§ EXTRACT PROVIDED:

Micromachining
The trend to miniaturisation in design in a large number of current products has necessarily meant a revolution in the field of micro-manufacturing technologies. This applies both to the development and application of new technologies (non- conventional: EDM, laser, and so on), and to the adaptation to and optimisation of conventional machining technologies (milling, turning, etc.), in order to comply with the dimensional exigencies of precision, surface quality, and so on. In this way, conventional machining technologies, within the framework of ultraprecision, continue to offer greater versatility, rapidity and quality in producing micro-three-dimensional complex machining features with a wide range of materials, compared to the limitations of more modern technologies.
Within this framework of conventional ultraprecision micromachining TEKNIKER is committed to two technologies fundamentally: ultraprecision micromilling and turning with diamond-tipped tools.
Micromilling, unlike conventional milling, is based on removing material with very small-sized tools (those with diameters of between 50µm and 3mm). As mentioned previously, micromilling is a flexible and rapid technology for the manufacture of components which have features with dimensions from tens of microns (very delicate ones) to a few millimetres, in a wide range of materials (metal alloys, composites, polymers and ceramics), their fields of application being very wide-ranging and varied (moulds for micro-injection and components for the optical, aerospace, electronics and biomedical industries).
The process of micromilling also means an important conceptual change in regard to conventional milling, due to the smaller size of the cutting tools and the process of formation of the scarf. Thus, for example, quite obvious is the so-called “size-effect”, characteristicof cutting processes involving very small volumes of materials (there is no direct scaling of milling from macro to micro in terms of processing parameters). This effect, together with the need for a minimum scarf thickness required for its elimination, the heterogeneities of the material to be machined, the presence of burrs of a large size compared to that of the machining features (all of which, in general, are of almost zero importance in conventional milling), have significant importance for performances in the micromilling process. Also of special relevance is the effect of wear and bending on the breakage of the tool and on the quality of the end product.
Lathe turning with diamond-tipped tools is a process aimed from the start at researching the machining of non-ferrous metals (the affinity of iron and carbon causes the descarbonisation of the diamond-tipped tools, making these tools unfit for ferrous materials). The non-ferrous metals, such as aluminium and bronze, are used for electronics applications and, fundamentally, for optical applications (e.g. moulds for the production of lenses in series), given the capacity to provide “specular” finishes (with a roughness of only a few nanometers).

§ GIVEN ENTRIES:
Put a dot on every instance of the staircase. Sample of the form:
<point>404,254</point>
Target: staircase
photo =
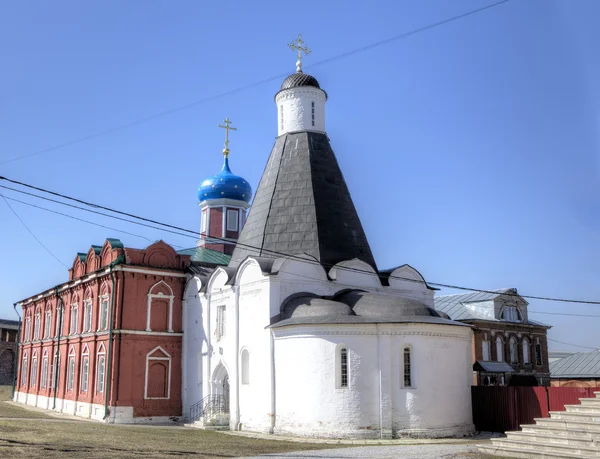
<point>574,433</point>
<point>212,412</point>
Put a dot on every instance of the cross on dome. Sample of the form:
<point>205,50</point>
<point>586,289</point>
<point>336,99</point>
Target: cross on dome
<point>296,45</point>
<point>227,127</point>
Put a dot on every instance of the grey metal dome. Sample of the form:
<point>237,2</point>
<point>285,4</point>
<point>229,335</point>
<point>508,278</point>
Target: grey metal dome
<point>298,79</point>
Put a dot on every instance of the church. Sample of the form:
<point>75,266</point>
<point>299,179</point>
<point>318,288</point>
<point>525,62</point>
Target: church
<point>284,323</point>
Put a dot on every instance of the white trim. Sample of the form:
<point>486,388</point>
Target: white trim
<point>148,358</point>
<point>161,296</point>
<point>143,332</point>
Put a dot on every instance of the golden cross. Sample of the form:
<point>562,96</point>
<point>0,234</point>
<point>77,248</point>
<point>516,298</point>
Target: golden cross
<point>296,45</point>
<point>227,127</point>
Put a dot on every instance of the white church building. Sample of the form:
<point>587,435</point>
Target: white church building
<point>301,333</point>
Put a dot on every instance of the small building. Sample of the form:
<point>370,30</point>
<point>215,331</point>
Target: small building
<point>8,337</point>
<point>576,370</point>
<point>508,347</point>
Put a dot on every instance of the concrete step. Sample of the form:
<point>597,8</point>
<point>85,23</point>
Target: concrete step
<point>583,409</point>
<point>572,415</point>
<point>577,423</point>
<point>562,431</point>
<point>535,437</point>
<point>546,447</point>
<point>515,452</point>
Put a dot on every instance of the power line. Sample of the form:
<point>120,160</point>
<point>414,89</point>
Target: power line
<point>258,83</point>
<point>575,345</point>
<point>31,232</point>
<point>259,250</point>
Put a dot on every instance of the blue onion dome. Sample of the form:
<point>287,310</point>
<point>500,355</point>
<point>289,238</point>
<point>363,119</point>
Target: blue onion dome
<point>225,185</point>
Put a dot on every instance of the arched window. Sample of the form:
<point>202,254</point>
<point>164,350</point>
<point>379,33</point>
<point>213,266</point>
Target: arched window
<point>407,367</point>
<point>34,369</point>
<point>71,369</point>
<point>499,349</point>
<point>343,368</point>
<point>526,351</point>
<point>245,367</point>
<point>24,370</point>
<point>85,369</point>
<point>158,374</point>
<point>44,375</point>
<point>514,354</point>
<point>100,369</point>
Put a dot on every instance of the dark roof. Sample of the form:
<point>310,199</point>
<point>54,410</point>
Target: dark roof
<point>11,324</point>
<point>580,365</point>
<point>204,255</point>
<point>303,205</point>
<point>299,79</point>
<point>492,367</point>
<point>358,307</point>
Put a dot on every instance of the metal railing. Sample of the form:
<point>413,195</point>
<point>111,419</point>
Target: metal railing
<point>209,406</point>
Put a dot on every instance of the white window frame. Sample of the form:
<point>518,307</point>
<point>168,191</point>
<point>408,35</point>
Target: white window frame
<point>87,315</point>
<point>526,352</point>
<point>162,296</point>
<point>167,357</point>
<point>245,363</point>
<point>233,220</point>
<point>85,370</point>
<point>101,365</point>
<point>44,375</point>
<point>71,369</point>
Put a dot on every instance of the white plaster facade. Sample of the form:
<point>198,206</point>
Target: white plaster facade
<point>292,372</point>
<point>300,109</point>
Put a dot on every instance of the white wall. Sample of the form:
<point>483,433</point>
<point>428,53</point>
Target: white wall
<point>295,106</point>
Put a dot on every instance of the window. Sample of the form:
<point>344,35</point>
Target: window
<point>485,349</point>
<point>71,372</point>
<point>87,316</point>
<point>525,351</point>
<point>511,314</point>
<point>34,370</point>
<point>27,332</point>
<point>85,371</point>
<point>407,369</point>
<point>48,323</point>
<point>100,373</point>
<point>538,354</point>
<point>74,319</point>
<point>514,355</point>
<point>37,325</point>
<point>343,367</point>
<point>499,350</point>
<point>245,367</point>
<point>232,220</point>
<point>24,370</point>
<point>281,116</point>
<point>221,322</point>
<point>103,316</point>
<point>44,382</point>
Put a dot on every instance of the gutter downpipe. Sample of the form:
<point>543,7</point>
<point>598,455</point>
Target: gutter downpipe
<point>15,365</point>
<point>56,356</point>
<point>107,382</point>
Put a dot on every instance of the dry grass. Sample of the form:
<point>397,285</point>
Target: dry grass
<point>50,437</point>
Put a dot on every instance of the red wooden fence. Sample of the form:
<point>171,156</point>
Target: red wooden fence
<point>502,408</point>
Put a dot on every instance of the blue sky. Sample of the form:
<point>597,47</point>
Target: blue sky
<point>471,150</point>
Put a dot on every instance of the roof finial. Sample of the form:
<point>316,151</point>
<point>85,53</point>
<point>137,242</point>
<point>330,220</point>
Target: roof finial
<point>296,45</point>
<point>227,127</point>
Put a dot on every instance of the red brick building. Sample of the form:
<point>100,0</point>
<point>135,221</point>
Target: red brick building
<point>106,344</point>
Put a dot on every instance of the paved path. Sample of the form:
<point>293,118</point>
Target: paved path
<point>447,451</point>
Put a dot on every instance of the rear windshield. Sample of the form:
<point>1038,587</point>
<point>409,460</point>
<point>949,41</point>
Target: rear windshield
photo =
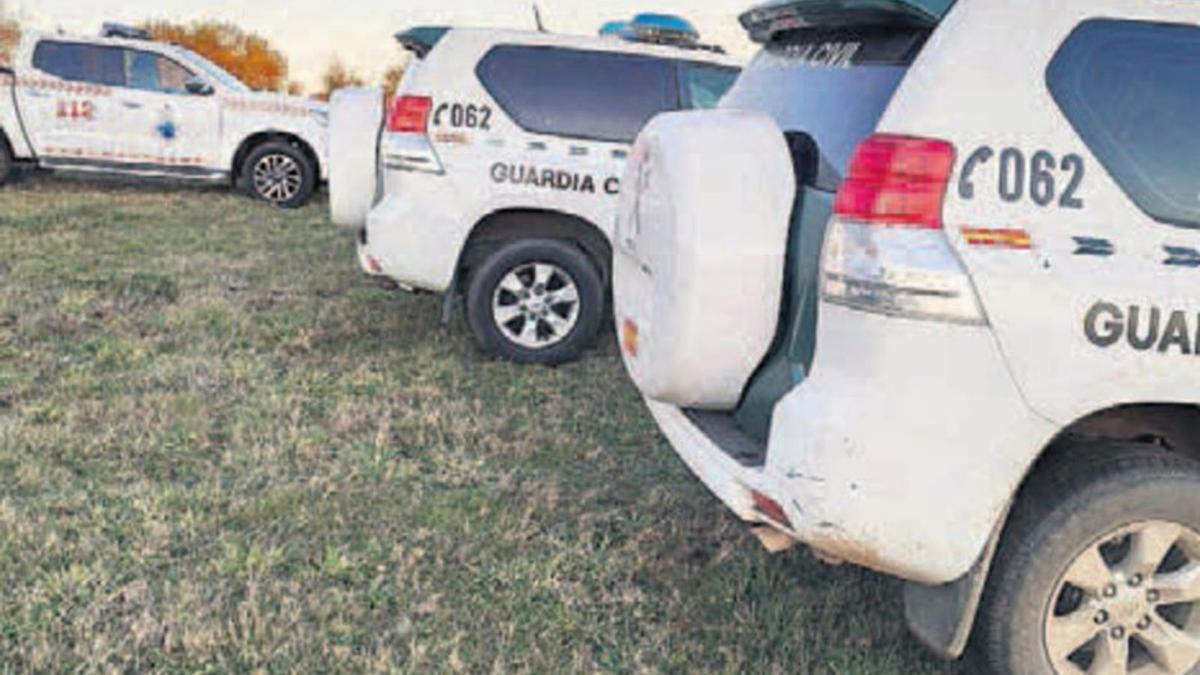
<point>579,94</point>
<point>829,85</point>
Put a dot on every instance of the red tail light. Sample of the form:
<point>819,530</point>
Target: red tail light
<point>411,114</point>
<point>898,180</point>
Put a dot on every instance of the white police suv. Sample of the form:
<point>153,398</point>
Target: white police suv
<point>499,165</point>
<point>125,105</point>
<point>923,294</point>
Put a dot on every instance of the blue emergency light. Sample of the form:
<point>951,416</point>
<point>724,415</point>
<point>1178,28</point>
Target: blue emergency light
<point>616,29</point>
<point>658,29</point>
<point>664,27</point>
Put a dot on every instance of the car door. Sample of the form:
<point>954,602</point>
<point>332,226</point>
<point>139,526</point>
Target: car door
<point>1105,181</point>
<point>166,129</point>
<point>66,100</point>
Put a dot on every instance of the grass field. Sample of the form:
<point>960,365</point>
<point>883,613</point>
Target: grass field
<point>222,449</point>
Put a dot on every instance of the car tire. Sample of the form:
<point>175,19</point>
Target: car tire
<point>280,173</point>
<point>1090,562</point>
<point>535,302</point>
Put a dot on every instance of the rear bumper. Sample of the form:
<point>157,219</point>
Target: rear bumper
<point>900,452</point>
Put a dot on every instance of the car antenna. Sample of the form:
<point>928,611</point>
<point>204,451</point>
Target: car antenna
<point>537,18</point>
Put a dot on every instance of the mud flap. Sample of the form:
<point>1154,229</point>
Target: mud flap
<point>943,616</point>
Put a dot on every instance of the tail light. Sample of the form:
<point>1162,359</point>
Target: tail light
<point>898,181</point>
<point>411,114</point>
<point>407,147</point>
<point>887,251</point>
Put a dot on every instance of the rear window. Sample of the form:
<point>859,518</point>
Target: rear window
<point>1131,90</point>
<point>705,85</point>
<point>154,72</point>
<point>828,85</point>
<point>81,63</point>
<point>579,94</point>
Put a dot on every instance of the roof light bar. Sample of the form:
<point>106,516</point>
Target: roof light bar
<point>124,31</point>
<point>658,29</point>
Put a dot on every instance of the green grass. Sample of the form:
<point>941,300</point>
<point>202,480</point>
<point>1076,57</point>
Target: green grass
<point>222,449</point>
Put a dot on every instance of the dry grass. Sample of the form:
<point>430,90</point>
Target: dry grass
<point>221,449</point>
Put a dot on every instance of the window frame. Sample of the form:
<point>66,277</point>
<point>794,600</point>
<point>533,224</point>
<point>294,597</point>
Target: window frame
<point>1067,100</point>
<point>671,91</point>
<point>160,55</point>
<point>683,67</point>
<point>51,41</point>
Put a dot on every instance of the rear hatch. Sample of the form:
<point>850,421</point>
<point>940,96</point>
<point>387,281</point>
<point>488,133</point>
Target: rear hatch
<point>827,71</point>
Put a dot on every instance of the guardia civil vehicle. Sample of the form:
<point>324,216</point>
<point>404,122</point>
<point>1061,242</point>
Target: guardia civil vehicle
<point>125,105</point>
<point>942,320</point>
<point>498,166</point>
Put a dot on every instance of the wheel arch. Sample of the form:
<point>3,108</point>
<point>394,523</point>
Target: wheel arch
<point>945,616</point>
<point>253,141</point>
<point>510,223</point>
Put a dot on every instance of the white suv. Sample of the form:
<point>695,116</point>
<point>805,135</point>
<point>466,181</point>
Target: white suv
<point>125,105</point>
<point>501,162</point>
<point>942,321</point>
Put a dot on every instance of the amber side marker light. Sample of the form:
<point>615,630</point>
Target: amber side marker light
<point>629,336</point>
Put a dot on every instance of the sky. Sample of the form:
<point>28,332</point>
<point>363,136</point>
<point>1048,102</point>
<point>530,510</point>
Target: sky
<point>359,33</point>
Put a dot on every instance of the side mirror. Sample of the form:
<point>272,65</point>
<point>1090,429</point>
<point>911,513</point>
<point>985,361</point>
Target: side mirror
<point>198,87</point>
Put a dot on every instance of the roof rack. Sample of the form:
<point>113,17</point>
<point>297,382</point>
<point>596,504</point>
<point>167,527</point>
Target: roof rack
<point>124,31</point>
<point>659,29</point>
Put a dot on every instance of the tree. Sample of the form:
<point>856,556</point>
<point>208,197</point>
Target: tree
<point>336,77</point>
<point>245,54</point>
<point>391,81</point>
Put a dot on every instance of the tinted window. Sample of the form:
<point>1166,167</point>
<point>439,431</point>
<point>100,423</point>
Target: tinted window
<point>154,72</point>
<point>597,95</point>
<point>705,85</point>
<point>82,63</point>
<point>1132,91</point>
<point>831,87</point>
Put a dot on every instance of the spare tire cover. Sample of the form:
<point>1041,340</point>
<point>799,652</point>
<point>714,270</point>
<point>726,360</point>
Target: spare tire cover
<point>355,120</point>
<point>701,240</point>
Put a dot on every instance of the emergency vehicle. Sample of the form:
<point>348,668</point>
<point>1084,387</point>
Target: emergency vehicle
<point>498,166</point>
<point>942,320</point>
<point>125,105</point>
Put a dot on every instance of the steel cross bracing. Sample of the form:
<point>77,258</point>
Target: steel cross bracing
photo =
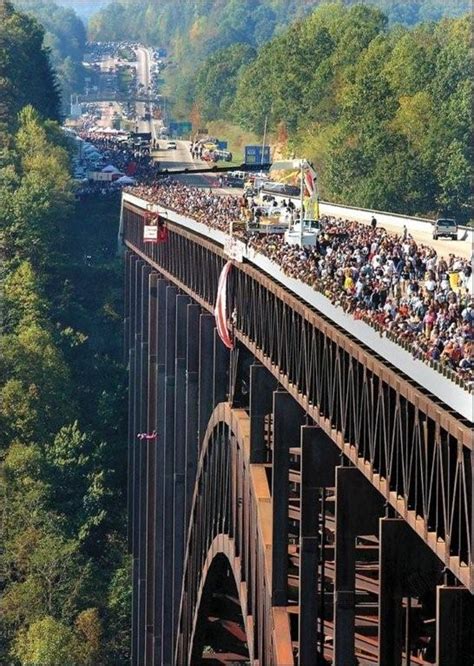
<point>415,457</point>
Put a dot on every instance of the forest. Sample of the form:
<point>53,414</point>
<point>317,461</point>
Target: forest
<point>377,96</point>
<point>384,113</point>
<point>64,571</point>
<point>65,37</point>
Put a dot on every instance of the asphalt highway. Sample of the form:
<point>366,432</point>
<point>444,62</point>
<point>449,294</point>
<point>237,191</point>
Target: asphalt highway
<point>180,158</point>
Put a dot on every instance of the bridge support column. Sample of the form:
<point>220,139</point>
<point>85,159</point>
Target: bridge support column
<point>319,458</point>
<point>206,371</point>
<point>392,536</point>
<point>130,341</point>
<point>358,508</point>
<point>262,385</point>
<point>159,463</point>
<point>287,419</point>
<point>150,464</point>
<point>141,447</point>
<point>454,630</point>
<point>179,512</point>
<point>135,421</point>
<point>220,386</point>
<point>168,473</point>
<point>192,367</point>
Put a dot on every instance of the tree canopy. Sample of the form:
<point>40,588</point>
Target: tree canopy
<point>65,38</point>
<point>382,111</point>
<point>62,389</point>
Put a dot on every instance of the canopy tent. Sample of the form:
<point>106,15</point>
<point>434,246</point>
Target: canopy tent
<point>125,180</point>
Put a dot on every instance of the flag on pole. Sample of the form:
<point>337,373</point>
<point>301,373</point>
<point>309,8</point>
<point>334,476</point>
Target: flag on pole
<point>310,181</point>
<point>145,435</point>
<point>220,310</point>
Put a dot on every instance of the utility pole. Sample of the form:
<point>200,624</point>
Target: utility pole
<point>301,202</point>
<point>264,139</point>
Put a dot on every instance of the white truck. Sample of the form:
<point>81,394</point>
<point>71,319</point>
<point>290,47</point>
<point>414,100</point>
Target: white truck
<point>445,227</point>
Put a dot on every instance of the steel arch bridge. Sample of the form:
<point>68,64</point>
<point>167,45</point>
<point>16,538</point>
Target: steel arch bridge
<point>302,503</point>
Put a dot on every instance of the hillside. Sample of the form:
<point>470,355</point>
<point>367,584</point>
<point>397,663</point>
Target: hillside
<point>65,36</point>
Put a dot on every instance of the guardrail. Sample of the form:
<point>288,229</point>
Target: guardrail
<point>365,215</point>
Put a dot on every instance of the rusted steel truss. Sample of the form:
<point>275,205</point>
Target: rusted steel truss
<point>403,453</point>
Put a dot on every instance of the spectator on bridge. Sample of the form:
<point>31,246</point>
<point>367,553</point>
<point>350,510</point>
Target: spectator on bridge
<point>391,282</point>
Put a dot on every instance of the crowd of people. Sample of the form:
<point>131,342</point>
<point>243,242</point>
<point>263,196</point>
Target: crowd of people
<point>128,159</point>
<point>402,288</point>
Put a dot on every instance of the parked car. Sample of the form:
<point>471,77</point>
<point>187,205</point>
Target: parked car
<point>445,227</point>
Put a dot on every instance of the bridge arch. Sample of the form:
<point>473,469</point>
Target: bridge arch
<point>231,519</point>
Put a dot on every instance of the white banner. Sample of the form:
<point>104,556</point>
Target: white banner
<point>234,249</point>
<point>150,233</point>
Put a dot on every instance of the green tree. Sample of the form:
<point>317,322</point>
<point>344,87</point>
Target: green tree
<point>48,642</point>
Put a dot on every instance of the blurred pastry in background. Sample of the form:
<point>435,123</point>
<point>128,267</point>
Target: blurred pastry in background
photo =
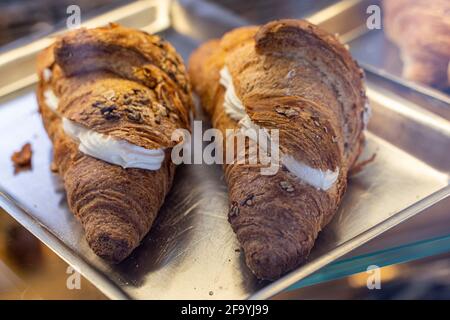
<point>421,29</point>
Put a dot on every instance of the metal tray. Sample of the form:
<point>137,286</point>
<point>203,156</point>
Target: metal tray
<point>191,250</point>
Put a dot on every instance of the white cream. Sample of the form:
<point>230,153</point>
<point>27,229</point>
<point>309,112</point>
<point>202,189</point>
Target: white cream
<point>317,178</point>
<point>233,106</point>
<point>367,114</point>
<point>112,150</point>
<point>51,100</point>
<point>107,148</point>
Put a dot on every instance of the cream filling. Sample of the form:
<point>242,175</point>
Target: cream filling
<point>105,147</point>
<point>112,150</point>
<point>234,108</point>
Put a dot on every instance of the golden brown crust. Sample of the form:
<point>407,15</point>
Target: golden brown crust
<point>116,206</point>
<point>421,29</point>
<point>296,78</point>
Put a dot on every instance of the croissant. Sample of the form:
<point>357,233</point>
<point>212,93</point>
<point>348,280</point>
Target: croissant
<point>109,99</point>
<point>291,76</point>
<point>421,29</point>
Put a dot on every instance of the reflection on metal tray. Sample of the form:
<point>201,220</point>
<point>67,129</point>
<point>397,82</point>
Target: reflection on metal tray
<point>191,252</point>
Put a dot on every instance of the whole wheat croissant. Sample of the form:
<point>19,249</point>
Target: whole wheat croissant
<point>130,86</point>
<point>421,29</point>
<point>294,77</point>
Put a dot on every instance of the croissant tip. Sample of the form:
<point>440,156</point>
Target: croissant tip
<point>112,248</point>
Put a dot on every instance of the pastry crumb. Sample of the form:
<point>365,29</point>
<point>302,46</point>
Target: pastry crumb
<point>22,159</point>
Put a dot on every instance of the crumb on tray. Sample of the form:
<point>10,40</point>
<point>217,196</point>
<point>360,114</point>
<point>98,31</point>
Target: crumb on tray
<point>22,158</point>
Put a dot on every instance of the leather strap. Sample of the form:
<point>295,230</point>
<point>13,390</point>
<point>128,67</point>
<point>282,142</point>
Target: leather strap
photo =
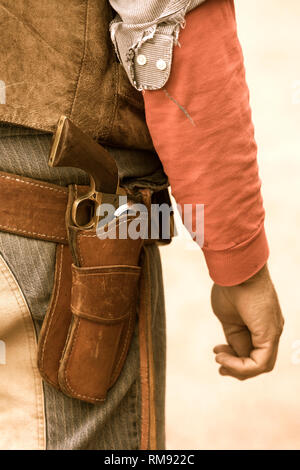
<point>33,208</point>
<point>37,209</point>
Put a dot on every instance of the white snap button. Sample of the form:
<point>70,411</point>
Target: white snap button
<point>161,64</point>
<point>141,59</point>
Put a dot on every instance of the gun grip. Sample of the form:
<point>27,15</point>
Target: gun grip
<point>73,148</point>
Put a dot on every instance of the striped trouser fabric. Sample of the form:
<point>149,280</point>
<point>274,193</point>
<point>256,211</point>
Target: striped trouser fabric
<point>33,415</point>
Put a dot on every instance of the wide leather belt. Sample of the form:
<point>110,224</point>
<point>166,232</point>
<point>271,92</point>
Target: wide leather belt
<point>33,208</point>
<point>37,209</point>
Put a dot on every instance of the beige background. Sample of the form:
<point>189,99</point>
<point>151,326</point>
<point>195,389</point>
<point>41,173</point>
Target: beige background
<point>204,410</point>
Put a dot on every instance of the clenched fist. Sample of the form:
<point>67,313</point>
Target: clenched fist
<point>252,322</point>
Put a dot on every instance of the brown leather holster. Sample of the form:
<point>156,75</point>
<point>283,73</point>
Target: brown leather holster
<point>90,320</point>
<point>88,328</point>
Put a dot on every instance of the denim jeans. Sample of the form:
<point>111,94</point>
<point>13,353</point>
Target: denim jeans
<point>33,415</point>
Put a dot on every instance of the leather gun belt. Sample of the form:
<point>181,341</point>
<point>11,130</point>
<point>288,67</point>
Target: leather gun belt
<point>33,208</point>
<point>36,209</point>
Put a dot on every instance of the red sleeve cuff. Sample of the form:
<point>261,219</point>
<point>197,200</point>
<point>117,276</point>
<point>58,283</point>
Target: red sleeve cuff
<point>236,265</point>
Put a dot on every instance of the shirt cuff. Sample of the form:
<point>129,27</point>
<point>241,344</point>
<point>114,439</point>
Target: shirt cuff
<point>236,265</point>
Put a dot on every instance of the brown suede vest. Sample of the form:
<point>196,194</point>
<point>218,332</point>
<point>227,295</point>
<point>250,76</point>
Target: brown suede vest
<point>57,58</point>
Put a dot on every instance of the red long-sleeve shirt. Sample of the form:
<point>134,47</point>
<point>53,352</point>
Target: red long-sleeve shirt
<point>201,127</point>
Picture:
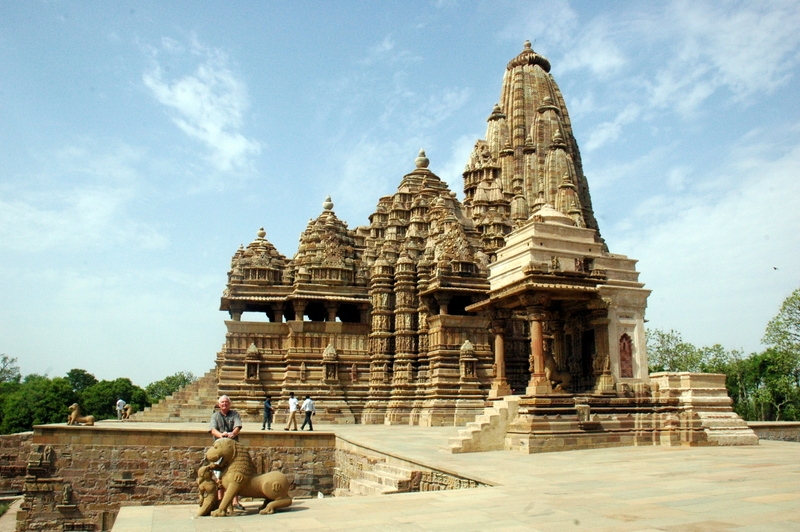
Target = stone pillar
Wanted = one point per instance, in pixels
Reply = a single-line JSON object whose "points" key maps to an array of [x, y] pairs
{"points": [[538, 383], [443, 300], [332, 308], [604, 380], [299, 309], [500, 387]]}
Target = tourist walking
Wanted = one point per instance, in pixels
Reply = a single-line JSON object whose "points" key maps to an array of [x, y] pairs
{"points": [[267, 414], [120, 407], [293, 404], [308, 408]]}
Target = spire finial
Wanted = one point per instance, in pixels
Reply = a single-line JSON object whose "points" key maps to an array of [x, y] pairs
{"points": [[422, 161]]}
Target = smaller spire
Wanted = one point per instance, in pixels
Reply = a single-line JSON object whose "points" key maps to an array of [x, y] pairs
{"points": [[422, 161]]}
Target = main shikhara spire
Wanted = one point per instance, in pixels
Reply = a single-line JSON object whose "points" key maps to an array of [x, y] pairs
{"points": [[529, 156]]}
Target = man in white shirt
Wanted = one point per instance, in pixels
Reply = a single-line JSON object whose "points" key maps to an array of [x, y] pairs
{"points": [[308, 408], [292, 412], [120, 407]]}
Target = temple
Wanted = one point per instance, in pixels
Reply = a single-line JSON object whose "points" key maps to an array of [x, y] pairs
{"points": [[446, 312]]}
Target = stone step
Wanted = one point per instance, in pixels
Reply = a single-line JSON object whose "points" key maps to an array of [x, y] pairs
{"points": [[367, 488], [392, 469]]}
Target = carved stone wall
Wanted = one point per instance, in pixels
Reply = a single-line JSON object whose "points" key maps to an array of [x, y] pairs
{"points": [[78, 478], [14, 451]]}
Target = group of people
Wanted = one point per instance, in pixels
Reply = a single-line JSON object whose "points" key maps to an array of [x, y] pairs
{"points": [[226, 423], [294, 405]]}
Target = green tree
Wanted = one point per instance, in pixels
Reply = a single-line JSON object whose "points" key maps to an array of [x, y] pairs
{"points": [[9, 370], [666, 351], [783, 331], [36, 401], [80, 379], [158, 390], [100, 399]]}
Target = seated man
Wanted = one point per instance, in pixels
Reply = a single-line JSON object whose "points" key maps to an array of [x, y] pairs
{"points": [[226, 423]]}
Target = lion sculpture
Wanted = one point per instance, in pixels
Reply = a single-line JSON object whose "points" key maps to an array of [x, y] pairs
{"points": [[75, 417], [207, 490], [559, 380], [239, 477]]}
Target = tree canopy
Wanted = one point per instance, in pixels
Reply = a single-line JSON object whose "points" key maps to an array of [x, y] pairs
{"points": [[158, 390]]}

§ PROBLEM TO WORK ON: Print a passage of the micromachining text word for word, beginning at the words "Lathe turning with" and stopping after "a few nanometers).". The listing comes from a different source than the micromachining text.

§ WORKED SOLUTION:
Lathe turning with diamond-tipped tools is a process aimed from the start at researching the machining of non-ferrous metals (the affinity of iron and carbon causes the descarbonisation of the diamond-tipped tools, making these tools unfit for ferrous materials). The non-ferrous metals, such as aluminium and bronze, are used for electronics applications and, fundamentally, for optical applications (e.g. moulds for the production of lenses in series), given the capacity to provide “specular” finishes (with a roughness of only a few nanometers).